» **SET TASK**
Repeat all the rows below line for line, requests included. Multiply every x and y coordinate in the answer points by 1.4 and round each to a whole number, rounding halves up.

· · · · · · ·

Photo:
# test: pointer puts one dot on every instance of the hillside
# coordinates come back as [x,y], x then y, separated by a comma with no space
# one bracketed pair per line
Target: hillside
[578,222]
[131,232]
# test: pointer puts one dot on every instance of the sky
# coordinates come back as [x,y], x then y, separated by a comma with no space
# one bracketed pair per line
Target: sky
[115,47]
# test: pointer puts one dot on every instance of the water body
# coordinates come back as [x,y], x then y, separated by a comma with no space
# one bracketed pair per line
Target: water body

· · · · · · ·

» **SOLUTION TO THE PROBLEM**
Photo:
# test: pointer puts one dot on every instance of the hillside
# coordinates come back as [x,y], x then y, separated by a comma with no space
# one bracketed pair per line
Target: hillside
[809,311]
[183,325]
# test: pointer puts one dot on every instance of the sky
# coordinates come back as [x,y], x then y, separated by a comma with no space
# one bracketed pair per line
Target: sky
[161,66]
# test: pointer puts one dot on every instance of the water body
# coordinates come back as [x,y], x then y, separated by a comma with no space
# one bracketed pair per line
Target: water body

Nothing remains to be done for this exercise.